- Problem to work on:
All records below are to be set down exactly, each character intact.

- Extracted records:
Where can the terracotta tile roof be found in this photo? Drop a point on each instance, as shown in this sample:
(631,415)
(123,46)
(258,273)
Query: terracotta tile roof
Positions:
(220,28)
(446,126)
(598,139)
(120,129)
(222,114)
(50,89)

- Result:
Where can the terracotta tile roof be found in this photo? Drop a point on each instance, as shown in this sample:
(631,415)
(123,46)
(258,273)
Query: terracotta tile roof
Positions:
(220,28)
(446,126)
(598,139)
(120,129)
(222,114)
(50,89)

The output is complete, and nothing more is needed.